*** Begin section ***

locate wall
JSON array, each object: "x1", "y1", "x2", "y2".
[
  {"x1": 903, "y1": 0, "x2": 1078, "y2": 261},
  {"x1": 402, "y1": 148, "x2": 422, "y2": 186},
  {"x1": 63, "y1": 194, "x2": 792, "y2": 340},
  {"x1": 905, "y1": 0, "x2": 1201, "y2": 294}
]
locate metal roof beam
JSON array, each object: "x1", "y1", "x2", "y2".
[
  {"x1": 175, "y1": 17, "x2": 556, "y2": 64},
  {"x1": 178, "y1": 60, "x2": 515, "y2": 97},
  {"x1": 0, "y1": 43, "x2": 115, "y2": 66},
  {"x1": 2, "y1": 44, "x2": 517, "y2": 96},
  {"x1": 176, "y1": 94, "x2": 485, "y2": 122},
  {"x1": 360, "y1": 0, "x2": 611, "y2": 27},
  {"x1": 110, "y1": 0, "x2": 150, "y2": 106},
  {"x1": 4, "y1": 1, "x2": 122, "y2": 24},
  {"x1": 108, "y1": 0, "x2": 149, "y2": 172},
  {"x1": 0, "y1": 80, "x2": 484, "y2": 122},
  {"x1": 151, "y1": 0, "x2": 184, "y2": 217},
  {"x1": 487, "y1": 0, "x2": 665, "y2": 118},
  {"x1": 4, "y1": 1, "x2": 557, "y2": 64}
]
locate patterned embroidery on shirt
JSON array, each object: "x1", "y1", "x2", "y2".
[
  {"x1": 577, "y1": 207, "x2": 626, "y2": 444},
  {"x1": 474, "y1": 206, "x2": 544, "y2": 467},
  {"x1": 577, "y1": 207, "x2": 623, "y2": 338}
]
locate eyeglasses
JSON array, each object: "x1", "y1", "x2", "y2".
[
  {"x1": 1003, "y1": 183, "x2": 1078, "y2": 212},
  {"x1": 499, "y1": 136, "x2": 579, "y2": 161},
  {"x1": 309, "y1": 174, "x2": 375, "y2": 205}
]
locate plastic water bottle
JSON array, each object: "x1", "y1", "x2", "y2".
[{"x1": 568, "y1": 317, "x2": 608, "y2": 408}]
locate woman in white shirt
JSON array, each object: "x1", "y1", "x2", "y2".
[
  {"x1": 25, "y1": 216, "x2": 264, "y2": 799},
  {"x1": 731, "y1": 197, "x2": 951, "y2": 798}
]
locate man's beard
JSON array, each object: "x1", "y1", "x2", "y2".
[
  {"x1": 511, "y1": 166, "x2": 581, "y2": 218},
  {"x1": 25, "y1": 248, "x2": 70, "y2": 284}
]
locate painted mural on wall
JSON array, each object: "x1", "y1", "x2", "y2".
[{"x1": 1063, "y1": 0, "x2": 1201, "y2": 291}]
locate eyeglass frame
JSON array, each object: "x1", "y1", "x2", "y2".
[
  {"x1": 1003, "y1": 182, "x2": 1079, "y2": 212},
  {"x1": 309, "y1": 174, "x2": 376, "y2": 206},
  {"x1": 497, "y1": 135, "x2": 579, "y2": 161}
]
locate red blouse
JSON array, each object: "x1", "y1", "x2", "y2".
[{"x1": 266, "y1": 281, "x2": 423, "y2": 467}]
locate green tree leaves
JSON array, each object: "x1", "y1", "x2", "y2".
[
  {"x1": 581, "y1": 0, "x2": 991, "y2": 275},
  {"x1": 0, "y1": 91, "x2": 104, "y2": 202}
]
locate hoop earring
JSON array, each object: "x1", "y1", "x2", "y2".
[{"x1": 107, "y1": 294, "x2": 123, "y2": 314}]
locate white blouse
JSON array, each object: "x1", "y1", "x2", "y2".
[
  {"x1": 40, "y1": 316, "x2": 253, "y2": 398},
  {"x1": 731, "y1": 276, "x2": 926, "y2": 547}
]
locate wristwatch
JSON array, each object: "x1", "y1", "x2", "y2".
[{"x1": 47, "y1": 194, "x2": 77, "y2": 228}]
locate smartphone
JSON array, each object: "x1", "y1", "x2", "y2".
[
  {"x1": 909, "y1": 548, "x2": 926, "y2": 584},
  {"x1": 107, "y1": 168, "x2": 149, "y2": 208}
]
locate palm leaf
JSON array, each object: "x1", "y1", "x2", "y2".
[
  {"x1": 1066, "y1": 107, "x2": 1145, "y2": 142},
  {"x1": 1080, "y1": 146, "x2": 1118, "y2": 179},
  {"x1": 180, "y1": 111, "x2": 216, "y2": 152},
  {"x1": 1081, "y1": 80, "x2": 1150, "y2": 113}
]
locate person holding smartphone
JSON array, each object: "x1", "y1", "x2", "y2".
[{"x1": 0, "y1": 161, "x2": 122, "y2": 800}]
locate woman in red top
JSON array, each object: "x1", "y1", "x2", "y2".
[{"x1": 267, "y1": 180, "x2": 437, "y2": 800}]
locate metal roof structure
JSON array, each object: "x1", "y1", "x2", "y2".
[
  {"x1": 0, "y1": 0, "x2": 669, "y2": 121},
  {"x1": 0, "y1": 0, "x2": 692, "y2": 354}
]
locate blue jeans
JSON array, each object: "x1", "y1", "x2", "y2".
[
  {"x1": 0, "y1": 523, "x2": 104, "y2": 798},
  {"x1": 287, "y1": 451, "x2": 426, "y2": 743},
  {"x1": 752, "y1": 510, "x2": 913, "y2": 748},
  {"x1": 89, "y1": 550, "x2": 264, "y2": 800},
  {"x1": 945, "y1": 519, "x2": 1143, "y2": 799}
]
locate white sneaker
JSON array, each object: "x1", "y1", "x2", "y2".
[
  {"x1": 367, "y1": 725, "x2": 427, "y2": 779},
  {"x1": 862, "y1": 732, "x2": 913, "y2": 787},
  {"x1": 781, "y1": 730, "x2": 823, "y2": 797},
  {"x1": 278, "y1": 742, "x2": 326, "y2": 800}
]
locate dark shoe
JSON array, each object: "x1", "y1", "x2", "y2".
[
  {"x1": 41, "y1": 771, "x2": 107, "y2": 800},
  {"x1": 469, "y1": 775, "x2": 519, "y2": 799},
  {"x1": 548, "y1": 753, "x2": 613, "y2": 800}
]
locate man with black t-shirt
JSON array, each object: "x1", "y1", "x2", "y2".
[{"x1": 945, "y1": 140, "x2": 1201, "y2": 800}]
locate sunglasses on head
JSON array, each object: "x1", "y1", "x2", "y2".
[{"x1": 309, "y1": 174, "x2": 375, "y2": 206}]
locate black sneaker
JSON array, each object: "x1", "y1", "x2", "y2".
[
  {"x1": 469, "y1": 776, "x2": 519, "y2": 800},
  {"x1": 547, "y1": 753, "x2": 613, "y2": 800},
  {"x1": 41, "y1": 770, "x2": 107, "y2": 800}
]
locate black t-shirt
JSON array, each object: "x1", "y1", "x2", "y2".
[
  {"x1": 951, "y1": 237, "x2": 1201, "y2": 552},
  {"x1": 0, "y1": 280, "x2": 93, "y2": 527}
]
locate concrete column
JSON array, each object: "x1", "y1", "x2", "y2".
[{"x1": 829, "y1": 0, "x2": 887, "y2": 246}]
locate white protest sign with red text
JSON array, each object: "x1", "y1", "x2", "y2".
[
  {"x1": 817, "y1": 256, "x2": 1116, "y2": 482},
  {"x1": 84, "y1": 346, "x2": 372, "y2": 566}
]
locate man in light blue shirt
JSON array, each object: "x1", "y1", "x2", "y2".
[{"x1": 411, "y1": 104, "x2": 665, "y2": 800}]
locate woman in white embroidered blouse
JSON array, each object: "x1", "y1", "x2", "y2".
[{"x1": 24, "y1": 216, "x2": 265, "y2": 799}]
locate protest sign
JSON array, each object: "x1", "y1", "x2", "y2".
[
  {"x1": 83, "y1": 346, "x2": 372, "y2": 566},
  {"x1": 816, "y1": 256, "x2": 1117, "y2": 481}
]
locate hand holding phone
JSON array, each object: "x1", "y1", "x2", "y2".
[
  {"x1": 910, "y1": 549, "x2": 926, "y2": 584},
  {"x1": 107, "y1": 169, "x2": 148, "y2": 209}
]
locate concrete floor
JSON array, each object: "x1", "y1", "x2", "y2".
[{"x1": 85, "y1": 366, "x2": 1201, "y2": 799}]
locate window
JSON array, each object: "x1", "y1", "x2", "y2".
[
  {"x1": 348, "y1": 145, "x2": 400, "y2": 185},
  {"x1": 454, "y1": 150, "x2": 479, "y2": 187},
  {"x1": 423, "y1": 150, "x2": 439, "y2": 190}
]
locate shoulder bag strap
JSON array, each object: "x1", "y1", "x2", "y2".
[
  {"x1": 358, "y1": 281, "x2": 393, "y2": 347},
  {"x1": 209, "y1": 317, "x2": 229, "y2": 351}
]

*** End section ***

● **Task to carry out**
Your answer must be the lines above, unchanged, from the first one through the line that holds "locate metal roof beam", inclusive, and no others.

● **Written solution**
locate wall
JSON array, each object: "x1", "y1", "x2", "y2".
[
  {"x1": 903, "y1": 0, "x2": 1078, "y2": 261},
  {"x1": 402, "y1": 148, "x2": 422, "y2": 186},
  {"x1": 63, "y1": 194, "x2": 792, "y2": 340},
  {"x1": 905, "y1": 0, "x2": 1201, "y2": 294}
]
locate metal roof beam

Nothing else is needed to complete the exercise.